• Data in this exercise
------------------------------------------------------------

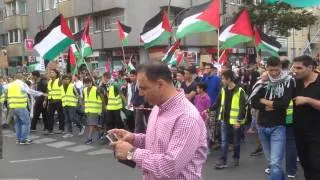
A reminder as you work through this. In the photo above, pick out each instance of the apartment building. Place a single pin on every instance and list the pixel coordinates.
(22, 19)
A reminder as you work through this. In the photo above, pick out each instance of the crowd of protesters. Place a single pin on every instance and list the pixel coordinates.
(275, 103)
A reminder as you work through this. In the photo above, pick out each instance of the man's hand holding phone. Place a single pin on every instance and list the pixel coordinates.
(123, 135)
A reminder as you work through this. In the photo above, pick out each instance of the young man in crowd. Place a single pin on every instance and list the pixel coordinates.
(232, 103)
(306, 113)
(272, 99)
(54, 102)
(41, 85)
(70, 99)
(213, 84)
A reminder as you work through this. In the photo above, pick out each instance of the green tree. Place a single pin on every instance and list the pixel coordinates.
(279, 18)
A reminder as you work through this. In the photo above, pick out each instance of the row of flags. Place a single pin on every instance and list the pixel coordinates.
(297, 3)
(50, 42)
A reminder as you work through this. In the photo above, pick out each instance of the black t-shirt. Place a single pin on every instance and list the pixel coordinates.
(280, 105)
(190, 88)
(306, 117)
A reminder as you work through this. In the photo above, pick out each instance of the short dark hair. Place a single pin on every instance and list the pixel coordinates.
(229, 75)
(285, 64)
(191, 69)
(87, 79)
(65, 77)
(228, 65)
(35, 73)
(273, 61)
(107, 75)
(305, 60)
(133, 72)
(180, 72)
(155, 71)
(202, 86)
(209, 64)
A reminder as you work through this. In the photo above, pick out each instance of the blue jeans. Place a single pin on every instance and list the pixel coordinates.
(273, 141)
(22, 123)
(226, 128)
(291, 152)
(70, 117)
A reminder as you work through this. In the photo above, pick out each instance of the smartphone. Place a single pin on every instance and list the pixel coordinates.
(112, 137)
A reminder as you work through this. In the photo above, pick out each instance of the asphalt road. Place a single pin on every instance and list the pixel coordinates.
(55, 158)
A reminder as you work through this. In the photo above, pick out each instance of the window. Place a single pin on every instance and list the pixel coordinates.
(11, 8)
(54, 3)
(14, 36)
(46, 4)
(39, 5)
(3, 40)
(81, 22)
(21, 7)
(1, 15)
(43, 5)
(111, 17)
(97, 23)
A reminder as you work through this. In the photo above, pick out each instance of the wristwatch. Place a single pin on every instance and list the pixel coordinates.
(130, 154)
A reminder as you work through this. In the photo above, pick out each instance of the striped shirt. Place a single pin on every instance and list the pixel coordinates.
(175, 144)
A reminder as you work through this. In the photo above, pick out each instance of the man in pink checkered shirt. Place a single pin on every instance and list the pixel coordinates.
(175, 144)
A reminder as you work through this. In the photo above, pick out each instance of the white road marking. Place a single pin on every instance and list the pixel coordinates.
(19, 179)
(61, 144)
(80, 148)
(99, 152)
(37, 159)
(44, 140)
(33, 137)
(9, 135)
(7, 132)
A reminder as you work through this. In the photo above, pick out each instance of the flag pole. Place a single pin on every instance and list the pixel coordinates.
(82, 58)
(123, 56)
(218, 44)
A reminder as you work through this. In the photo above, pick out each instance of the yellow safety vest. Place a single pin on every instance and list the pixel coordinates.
(114, 102)
(289, 115)
(235, 106)
(16, 97)
(68, 98)
(92, 103)
(2, 98)
(54, 91)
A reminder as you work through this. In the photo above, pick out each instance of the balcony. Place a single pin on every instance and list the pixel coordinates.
(16, 22)
(15, 49)
(66, 8)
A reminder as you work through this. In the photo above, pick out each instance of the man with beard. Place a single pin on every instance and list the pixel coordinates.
(272, 99)
(306, 111)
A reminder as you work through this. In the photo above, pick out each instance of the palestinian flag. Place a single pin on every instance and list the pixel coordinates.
(156, 30)
(238, 31)
(297, 3)
(223, 59)
(123, 33)
(201, 18)
(86, 45)
(72, 62)
(50, 42)
(265, 43)
(130, 66)
(171, 51)
(75, 51)
(177, 59)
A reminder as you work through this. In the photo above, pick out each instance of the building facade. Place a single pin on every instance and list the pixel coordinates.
(22, 19)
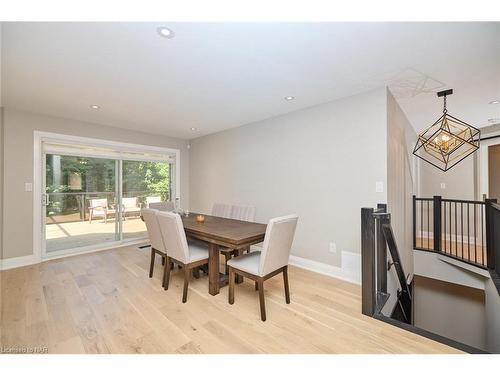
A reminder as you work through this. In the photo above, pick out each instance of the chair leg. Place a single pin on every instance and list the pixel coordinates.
(152, 265)
(166, 273)
(285, 281)
(261, 300)
(186, 283)
(196, 272)
(231, 286)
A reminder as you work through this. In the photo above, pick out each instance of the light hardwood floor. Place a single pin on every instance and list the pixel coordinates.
(105, 303)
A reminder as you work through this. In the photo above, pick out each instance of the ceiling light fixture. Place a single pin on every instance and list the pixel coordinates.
(165, 32)
(448, 141)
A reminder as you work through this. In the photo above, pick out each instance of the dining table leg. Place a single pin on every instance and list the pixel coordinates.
(213, 269)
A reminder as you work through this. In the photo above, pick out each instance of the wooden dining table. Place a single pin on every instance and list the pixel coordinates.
(220, 232)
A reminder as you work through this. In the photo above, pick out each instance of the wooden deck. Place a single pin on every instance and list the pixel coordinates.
(104, 302)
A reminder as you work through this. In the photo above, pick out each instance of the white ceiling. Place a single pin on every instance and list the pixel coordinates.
(215, 76)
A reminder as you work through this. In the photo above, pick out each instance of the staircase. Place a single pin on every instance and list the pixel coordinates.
(455, 242)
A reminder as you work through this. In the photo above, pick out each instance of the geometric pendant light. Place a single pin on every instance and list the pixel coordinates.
(448, 141)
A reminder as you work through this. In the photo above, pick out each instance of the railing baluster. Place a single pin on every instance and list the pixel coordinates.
(444, 227)
(475, 234)
(428, 229)
(468, 231)
(456, 230)
(449, 211)
(462, 227)
(422, 223)
(450, 216)
(482, 236)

------------------------------------------------------------

• Exercise requirements
Only the text of the records above, copied exactly, should be returned; the pictures stay out.

• Result of this exercise
A reminder as you work through this. In the photo above, pick out each instance of the apartment building. Place a single pin on every instance and list the pixel coordinates.
(22, 19)
A reminder as you work through this. In the photo above, pick out each instance of the crowd of protesters. Place a single pin on every instance and list the pixel coordinates.
(275, 103)
A reminder as you work through this. In the photo above, pick out each instance of the man's hand holding phone. Place a single pin on every instance and list the pixel coordinates.
(123, 135)
A reminder as you work through this. In the photo above, pick out each instance of the young man in crowd. Place a single pin on every instance and list the pixel coordinates.
(232, 103)
(306, 113)
(272, 99)
(54, 102)
(41, 85)
(70, 99)
(213, 84)
A reminder as you work through this. In the photo above, pick out each instance of the green tree. Place a single pin on every instance and list the pixel coordinates.
(279, 18)
A reminder as you work through this. In the photo above, pick out each instance of the row of flags. Place a single pin on every instance and list the pixel coordinates.
(297, 3)
(50, 42)
A reminder as you work through this. In the photo above, pick out each instance of the black t-shirt. Place a single pin on every instance and list the pixel coordinates.
(280, 105)
(190, 88)
(306, 117)
A reminder as you work through this. In the photo above, pick out each instance of the short dark hair. Place a single pin on every instance and list the pixel coordinates.
(229, 75)
(285, 64)
(191, 69)
(87, 79)
(65, 77)
(228, 65)
(35, 73)
(273, 61)
(107, 75)
(305, 60)
(133, 72)
(180, 72)
(155, 71)
(202, 86)
(209, 64)
A reminder as you work through this. In the photo above, pick out each instance of the blue jeans. Place a single pin on every instance and list the pixel coordinates.
(273, 141)
(22, 123)
(226, 128)
(291, 152)
(70, 117)
A reminder as you work through this. In the photo above, pick out each instance of the smartphone. Place a single pin on every instance and list the pixel coordinates.
(112, 137)
A reminder as you work through this. In the photo above, pick out each instance of the asphalt road. Place a single pin on every instance and list the pixel coordinates.
(55, 158)
A reminder as you work through this. In the photo above, pick out each instance of the window. Place a single pin on every instance and list the pixel coordinates.
(11, 8)
(54, 3)
(14, 36)
(46, 4)
(39, 5)
(3, 40)
(81, 22)
(21, 7)
(1, 15)
(43, 5)
(111, 17)
(97, 23)
A reminder as you work through this. In the photo above, pick out each instance of the wristwatch. Place a single pin on every instance and list the pixel coordinates.
(130, 154)
A reminder as you work through this. In the photo above, pick out each instance of the striped shirt. Place a single pin on every instance and list the pixel coordinates.
(175, 144)
A reminder as you work through this. In the photo above, pick out each instance of the man in pink checkered shirt. Place a single pin on every instance and list the pixel coordinates.
(175, 144)
A reminder as you work through this. In the photo above, pick out each instance of the white road marking. Place a single pin on every instance and list the pixel coordinates.
(19, 179)
(61, 144)
(80, 148)
(99, 152)
(37, 159)
(44, 140)
(33, 137)
(9, 135)
(7, 132)
A reminder as you work through this. In the photo above, pick out each instance of the flag pole. Place a single pin on every instance and list the pixel coordinates.
(82, 58)
(123, 56)
(218, 44)
A reminder as you work through this. In the photo above, pick out each instance of the yellow safety vest. Place a single pin on every instance and list the pixel coordinates.
(114, 102)
(289, 115)
(235, 106)
(16, 97)
(68, 98)
(92, 103)
(2, 98)
(54, 91)
A reminder as you work through this. In the photo above, pick out each instance of the balcony. Place a single pin on every instance and list the pixel coordinates.
(16, 22)
(15, 49)
(66, 8)
A reminder as you work through this. In the photo above, pick out each instance of the man with beard. Place a single pin on every instance and list the pixel coordinates.
(272, 99)
(306, 111)
A reminder as you work through this. In the photo above, pick out each instance of the palestinian flag. Place a single pin on every instance and list the pixel coordinates.
(156, 30)
(238, 31)
(297, 3)
(223, 59)
(123, 33)
(201, 18)
(86, 45)
(72, 62)
(50, 42)
(265, 43)
(130, 66)
(171, 51)
(75, 51)
(177, 59)
A reminder as you work through this. In the photo above, pick out each instance of the building facade. Place a single pin on every instance and list the pixel coordinates.
(22, 19)
A reminder as you work through this. In the photo above, pick out each instance of the chair leg. Place a single pin on every instance and list the pixel coordinates.
(152, 265)
(166, 273)
(285, 281)
(261, 300)
(186, 283)
(196, 272)
(231, 286)
A reminder as you work through this. In the photo above, pick out each instance of the light hardwood floor. Place a single pin on every instance and list the pixel coordinates.
(105, 303)
A reminder as you work through this. In the photo above, pick out each instance of the ceiling light fixture. Place a single pin on every instance and list the pixel coordinates.
(165, 32)
(448, 141)
A reminder as you work through this. In the photo above, pick out each instance of the dining table leg. Place a single pin on every instance and list the pixel coordinates.
(213, 269)
A reminder as you work through this. In the photo above, pick out each instance of the wooden dining table. Place a single pin on every instance and list the pixel coordinates.
(220, 232)
A reminder as you work through this. In the photo above, pick out each instance of the wooden deck. Place a single pin on every instance and list the pixel coordinates.
(104, 302)
A reminder as you work through this. In the photo above, pick out each instance of the white ceiling. Place a single pin on every instance and list the pixel coordinates.
(215, 76)
A reminder as you work through this. In the photo above, pick out each instance of the staircase. Place a single pin on every instance and list the pixel coordinates.
(455, 242)
A reminder as you work through this. In the photo above, pick out each instance of the geometric pendant light. Place a single pin on every instance and list the pixel coordinates.
(448, 141)
A reminder as you work through this. In the photo above, pick out each instance of the railing baluster. Place a single pin on every instance and list the pixel coordinates.
(444, 227)
(475, 234)
(428, 229)
(468, 231)
(456, 230)
(449, 211)
(462, 227)
(422, 223)
(450, 216)
(482, 236)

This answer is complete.